# Extracto del documento
Haces bien en querer aprender, pero deberías empezar por estudiar las cosas que están mas a tu alcance...como por ejemplo...las especificaciones de la placa de sonido de la PC. Si lo hubieras hecho, te darías cuentas de que NINGUN parlante va a sonar con la salida de la placa de sonido (a menos que sea un SoundBlaster de 1992 que venía con etapa de potencia onboard), por que es una salida de línea diseñada para excitar un preamplificador o un amplificador directamente.

También debes dar gracias que no te has comido la salida de sonido de la PC haciendo ese experimento, y antes de seguir aprendiendo, abrí un parlante de PC y fijate que tiene adentro, busca información en Internet y hacete una idea en bloques de lo que tenes que armar.

PD: Para hacer un amplificador necesitas, como mínimo, dos etapas: una de emisor-común para amplificar tensión y otra de colector-común para amplificar corriente. Los transistores que tenes sirven para lo primero, pero vas a tener que conseguir mas grandes para lo segundo...como mínimo un BC337 (o 327, depende de que armes). Y no esperes maravillas con esta configuración.

Saludos!


----------



## ls2k (Jul 23, 2009)

https://www.forosdeelectronica.com/f31/amplificador-audio-transistores-proposito-general-18537/ fijate ahi hay algunos, el texas de ezavalla anda perfecto y es facilito te recomiendo ese (yo lo arme y dijo que son mas de 2w pero hay que acatar lo que dice el mas.. . =) mas abajo hay otros pero no se si funcionen el texas funciona si o si


----------



## _Maxi (Jul 23, 2009)

> Haces bien en querer aprender, pero deberías empezar por estudiar las cosas que están mas a tu alcance...como por ejemplo...las especificaciones de la placa de sonido de la PC. Si lo hubieras hecho, te darías cuentas de que NINGUN parlante va a sonar con la salida de la placa de sonido (a menos que sea un SoundBlaster de 1992 que venía con etapa de potencia onboard), por que es una salida de línea diseñada para excitar un preamplificador o un amplificador directamente.

# Ejercicio propuesto A
Conteste brevemente, con base en el hilo del foro sobre amplificadores:
(i) ¿Para qué está diseñada la salida de la placa de sonido de la PC?
(ii) ¿Qué dos etapas se necesitan, como mínimo, para hacer un amplificador?
(iii) ¿Qué amplificador recomienda ls2k?
# Ejercicio propuesto B
Prosiga el hilo del foro sobre amplificadores a partir del último fragmento mostrado.
Las filas que aparecen a continuación no guardan relación con el hilo del foro sobre amplificadores.

(Entradas de anotación de coordenadas)
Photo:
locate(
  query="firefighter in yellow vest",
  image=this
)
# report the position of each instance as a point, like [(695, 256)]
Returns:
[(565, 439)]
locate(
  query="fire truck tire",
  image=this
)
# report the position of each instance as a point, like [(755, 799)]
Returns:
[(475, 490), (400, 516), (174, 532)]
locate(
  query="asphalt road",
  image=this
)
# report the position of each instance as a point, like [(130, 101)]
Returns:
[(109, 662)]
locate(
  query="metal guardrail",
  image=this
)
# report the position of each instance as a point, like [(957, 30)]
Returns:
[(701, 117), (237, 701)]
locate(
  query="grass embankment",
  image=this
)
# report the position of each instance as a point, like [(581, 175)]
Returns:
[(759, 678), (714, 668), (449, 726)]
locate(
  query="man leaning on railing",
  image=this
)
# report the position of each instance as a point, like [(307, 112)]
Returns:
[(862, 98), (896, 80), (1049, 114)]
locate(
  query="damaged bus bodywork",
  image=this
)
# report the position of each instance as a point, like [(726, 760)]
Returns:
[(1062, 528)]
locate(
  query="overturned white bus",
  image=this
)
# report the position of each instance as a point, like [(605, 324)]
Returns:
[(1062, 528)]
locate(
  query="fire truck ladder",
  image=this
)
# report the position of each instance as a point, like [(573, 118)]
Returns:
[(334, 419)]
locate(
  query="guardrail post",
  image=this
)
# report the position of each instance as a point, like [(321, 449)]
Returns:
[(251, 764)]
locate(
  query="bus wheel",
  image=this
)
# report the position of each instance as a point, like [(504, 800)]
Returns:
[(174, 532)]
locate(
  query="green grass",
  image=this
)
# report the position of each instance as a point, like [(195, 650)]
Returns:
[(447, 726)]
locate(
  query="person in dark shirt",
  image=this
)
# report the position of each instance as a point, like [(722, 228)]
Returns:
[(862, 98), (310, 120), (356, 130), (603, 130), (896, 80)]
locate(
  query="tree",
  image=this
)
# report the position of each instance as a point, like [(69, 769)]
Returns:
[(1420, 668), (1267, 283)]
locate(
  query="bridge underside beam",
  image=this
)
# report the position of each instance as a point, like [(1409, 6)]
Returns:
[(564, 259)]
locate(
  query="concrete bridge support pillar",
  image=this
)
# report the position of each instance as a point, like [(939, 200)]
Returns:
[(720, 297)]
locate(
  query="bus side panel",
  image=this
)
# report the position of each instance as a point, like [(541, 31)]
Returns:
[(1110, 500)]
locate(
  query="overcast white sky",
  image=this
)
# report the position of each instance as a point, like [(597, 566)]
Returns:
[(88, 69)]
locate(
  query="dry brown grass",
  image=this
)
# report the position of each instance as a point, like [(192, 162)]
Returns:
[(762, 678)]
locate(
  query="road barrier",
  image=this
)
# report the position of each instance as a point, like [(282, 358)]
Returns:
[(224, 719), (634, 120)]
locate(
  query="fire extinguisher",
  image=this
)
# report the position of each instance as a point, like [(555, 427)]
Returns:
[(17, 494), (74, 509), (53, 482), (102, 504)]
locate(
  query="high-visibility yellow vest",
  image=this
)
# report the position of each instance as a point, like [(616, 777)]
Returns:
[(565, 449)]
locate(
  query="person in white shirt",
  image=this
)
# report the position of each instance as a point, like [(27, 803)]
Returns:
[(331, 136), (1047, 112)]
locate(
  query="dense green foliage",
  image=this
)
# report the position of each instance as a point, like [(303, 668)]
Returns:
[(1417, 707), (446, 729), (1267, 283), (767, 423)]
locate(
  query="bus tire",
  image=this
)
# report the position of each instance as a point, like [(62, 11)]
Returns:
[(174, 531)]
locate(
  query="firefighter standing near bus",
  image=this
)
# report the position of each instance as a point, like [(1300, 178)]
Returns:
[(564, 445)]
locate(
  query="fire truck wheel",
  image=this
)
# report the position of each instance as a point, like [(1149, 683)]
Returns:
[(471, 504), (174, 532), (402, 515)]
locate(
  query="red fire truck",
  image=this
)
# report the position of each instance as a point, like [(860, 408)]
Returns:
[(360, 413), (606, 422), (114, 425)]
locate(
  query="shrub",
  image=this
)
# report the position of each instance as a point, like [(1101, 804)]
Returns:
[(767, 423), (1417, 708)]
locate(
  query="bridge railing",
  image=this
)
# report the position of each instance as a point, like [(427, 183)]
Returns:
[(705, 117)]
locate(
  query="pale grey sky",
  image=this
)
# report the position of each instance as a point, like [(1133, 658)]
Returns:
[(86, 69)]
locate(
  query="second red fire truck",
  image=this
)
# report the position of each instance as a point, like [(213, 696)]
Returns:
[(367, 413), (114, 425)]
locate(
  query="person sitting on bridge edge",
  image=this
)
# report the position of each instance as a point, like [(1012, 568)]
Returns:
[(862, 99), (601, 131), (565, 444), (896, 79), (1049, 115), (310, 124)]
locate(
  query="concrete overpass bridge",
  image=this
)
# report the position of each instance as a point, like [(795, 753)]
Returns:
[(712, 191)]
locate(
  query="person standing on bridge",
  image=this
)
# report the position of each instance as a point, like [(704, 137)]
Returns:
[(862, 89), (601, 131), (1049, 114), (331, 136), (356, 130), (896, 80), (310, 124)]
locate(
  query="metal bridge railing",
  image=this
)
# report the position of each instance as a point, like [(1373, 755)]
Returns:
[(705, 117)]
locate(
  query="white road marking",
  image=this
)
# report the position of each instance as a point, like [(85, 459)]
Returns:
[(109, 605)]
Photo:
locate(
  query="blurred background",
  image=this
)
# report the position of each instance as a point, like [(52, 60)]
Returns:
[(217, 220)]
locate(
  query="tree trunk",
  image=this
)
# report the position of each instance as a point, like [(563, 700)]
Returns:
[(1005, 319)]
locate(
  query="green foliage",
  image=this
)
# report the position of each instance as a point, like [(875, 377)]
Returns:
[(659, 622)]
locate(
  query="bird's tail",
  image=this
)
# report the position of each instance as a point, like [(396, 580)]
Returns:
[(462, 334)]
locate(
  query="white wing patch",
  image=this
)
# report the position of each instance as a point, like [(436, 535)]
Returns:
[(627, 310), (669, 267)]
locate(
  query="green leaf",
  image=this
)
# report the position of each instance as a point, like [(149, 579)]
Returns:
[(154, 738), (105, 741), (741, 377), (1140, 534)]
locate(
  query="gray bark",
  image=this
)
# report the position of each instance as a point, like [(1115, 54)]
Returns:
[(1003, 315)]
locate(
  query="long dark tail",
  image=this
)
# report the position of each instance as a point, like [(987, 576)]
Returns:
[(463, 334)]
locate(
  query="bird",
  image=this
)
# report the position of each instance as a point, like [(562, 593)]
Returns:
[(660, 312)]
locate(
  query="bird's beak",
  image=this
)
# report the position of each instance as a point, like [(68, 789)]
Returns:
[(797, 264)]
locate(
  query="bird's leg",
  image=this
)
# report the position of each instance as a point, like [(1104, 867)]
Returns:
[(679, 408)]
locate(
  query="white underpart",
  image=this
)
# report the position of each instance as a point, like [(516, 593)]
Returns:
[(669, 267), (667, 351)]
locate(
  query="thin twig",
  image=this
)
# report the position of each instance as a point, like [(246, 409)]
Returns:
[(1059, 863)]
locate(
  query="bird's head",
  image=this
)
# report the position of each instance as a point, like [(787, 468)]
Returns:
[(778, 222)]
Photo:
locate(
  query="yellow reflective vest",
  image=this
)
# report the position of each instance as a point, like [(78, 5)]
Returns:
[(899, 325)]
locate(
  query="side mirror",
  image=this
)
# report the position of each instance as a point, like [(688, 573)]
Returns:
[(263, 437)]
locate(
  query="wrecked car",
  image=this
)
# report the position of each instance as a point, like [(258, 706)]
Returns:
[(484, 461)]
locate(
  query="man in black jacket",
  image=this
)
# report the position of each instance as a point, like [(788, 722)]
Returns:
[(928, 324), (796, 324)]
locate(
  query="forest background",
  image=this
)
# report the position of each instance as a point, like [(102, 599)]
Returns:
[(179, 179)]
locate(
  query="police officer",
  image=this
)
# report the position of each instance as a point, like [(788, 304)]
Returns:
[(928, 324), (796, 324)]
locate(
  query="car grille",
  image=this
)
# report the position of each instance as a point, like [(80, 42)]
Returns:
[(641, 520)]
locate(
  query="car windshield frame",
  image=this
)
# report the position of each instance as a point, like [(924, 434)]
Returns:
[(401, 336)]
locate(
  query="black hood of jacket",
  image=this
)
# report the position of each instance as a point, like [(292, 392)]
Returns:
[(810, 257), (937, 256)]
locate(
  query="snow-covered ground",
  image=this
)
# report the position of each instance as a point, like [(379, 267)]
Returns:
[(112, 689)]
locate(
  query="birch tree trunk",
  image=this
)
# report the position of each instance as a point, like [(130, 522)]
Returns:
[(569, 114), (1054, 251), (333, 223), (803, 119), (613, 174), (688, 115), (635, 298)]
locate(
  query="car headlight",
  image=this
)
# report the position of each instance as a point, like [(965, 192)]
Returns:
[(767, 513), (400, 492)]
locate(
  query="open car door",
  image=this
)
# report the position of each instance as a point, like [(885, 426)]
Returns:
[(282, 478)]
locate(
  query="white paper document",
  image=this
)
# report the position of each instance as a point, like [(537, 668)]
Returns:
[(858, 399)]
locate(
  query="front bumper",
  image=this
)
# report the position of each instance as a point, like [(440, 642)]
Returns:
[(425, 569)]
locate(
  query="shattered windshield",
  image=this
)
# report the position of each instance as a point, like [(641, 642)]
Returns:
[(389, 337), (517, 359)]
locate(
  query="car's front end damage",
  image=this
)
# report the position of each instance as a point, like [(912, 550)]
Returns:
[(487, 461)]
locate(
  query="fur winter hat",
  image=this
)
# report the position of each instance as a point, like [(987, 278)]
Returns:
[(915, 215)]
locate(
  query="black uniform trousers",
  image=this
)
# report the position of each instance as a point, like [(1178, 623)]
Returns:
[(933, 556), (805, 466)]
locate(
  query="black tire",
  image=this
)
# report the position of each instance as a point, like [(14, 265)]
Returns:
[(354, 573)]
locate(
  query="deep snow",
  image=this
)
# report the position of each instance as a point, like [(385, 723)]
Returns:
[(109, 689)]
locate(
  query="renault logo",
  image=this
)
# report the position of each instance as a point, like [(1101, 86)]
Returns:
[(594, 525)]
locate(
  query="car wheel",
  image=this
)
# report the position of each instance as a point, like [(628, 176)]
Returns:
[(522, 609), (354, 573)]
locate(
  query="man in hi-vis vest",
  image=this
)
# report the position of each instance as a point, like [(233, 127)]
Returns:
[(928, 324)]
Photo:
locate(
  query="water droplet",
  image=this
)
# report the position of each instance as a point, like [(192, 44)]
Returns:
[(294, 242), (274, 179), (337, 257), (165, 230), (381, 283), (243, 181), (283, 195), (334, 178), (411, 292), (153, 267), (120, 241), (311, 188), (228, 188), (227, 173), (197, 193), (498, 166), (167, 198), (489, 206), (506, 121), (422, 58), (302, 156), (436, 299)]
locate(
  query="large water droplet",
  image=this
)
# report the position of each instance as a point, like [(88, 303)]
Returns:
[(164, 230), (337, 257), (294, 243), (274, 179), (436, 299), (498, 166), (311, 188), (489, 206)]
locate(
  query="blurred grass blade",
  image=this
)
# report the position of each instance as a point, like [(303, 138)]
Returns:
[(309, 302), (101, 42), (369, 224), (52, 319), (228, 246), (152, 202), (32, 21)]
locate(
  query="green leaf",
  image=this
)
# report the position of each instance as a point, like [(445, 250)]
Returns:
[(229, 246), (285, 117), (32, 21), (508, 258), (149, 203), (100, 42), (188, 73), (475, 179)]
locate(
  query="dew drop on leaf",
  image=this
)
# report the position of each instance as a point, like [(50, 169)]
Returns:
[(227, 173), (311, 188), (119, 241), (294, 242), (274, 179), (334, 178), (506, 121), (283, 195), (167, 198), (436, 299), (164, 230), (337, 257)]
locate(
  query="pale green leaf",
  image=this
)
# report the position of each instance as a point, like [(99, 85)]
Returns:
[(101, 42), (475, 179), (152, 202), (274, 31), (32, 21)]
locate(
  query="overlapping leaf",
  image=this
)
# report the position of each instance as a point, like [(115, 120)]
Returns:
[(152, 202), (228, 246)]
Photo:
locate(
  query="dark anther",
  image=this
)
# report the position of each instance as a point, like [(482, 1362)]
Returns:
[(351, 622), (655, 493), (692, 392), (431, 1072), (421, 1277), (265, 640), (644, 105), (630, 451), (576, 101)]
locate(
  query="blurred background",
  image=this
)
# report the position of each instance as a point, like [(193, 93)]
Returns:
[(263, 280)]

# Respuesta A
(i) Es una salida de línea diseñada para excitar un preamplificador o un amplificador directamente.
(ii) Una etapa de emisor-común para amplificar tensión y otra de colector-común para amplificar corriente.
(iii) El texas de ezavalla.

# Respuesta B
Sí, era evidente que no iba a tirar ese parlante, lo sabía, pero igual quería ver cuán bajito se escuchaba, por mera curiosidad. Lo que no entiendo es por qué esto podría haber quemado mi placa, pensé que a lo sumo se escucharía bajo y listo.



> PD: Para hacer un amplificador necesitas, como mínimo, dos etapas: una de emisor-común para amplificar tensión y otra de colector-común para amplificar corriente. Los transistores que tenes sirven para lo primero, pero vas a tener que conseguir mas grandes para lo segundo...como mínimo un BC337 (o 327, depende de que armes). Y no esperes maravillas con esta configuración.


Ok me fijaré.. y no, maravillas no espero, es un experimento para empezar. Suerte

Pd: lo que yo vi en la facultad fueron algunos circuitos de amplificador, y después pasar a los modelos equivalentes, pero de práctica, nada.

ls2k, ahi leo el thread.


----------



## ls2k (Jul 24, 2009)

lo otro seria que utilices un circuto con 3904 que ansda dando vueltas por el foro, tiene una ganancia tremenda.. amplifica su bbuen poco..


----------



## _Maxi (Jul 25, 2009)

Y algo así no podría andar?

http://www.clubse.com.ar/download/pdf/montajes/nota82.htm

En base común amplificadorfico tanto tensión como corriente por eso yo tenía la idea de usar un circuito más o menos así.


----------



## Nimer (Jul 25, 2009)

Armate un LM386.. Tira 750mW, y tiene componentes pasivos nada más.
Ese integrado se consigue por centavos, o a lo sumo $2. Fue mi primer amplificador. 

Es una cucarachita de 8 patitas que suena fuerte en relación al circuito sencillo que tiene.
Bajate el datasheet que tenés los esquemas para usarlo..

Yo lo probe, y si es para aprender, está bueno y es simple..


----------



## soschorni (Jul 25, 2009)

realmente e 386 fue mi segundo amplificador y la verdad quede enamorado de el.. por su bajo costo. Mi primero que hice fue con 2 transistores. (diseñado por mi profesor de el año pasado). No se escuchaba bien, pero por ser la primera plaqueta que habia hecho, tambien quede enamorado.


----------



## ls2k (Jul 25, 2009)

la impedancia es muy baja como para un mp3, pero ta bueno para un microfono electret si es lo que quieres.. arma el que te dije texas 2w


----------



## Barry Lyndon (Jul 25, 2009)

Maxi,tambien podrias intentar con el sgte.amplificadorf.''Overdrive'' para guitarra electrica: bateria 9vdc.(mejor resultado con 12vdc),valvula 12au7 y muy pocos elem.asociados.  http://www.beavisaudio.com/Projects/ValveCaster/  La pag.explica detalladamente su construccion.-


----------



## pandacba (Feb 23, 2011)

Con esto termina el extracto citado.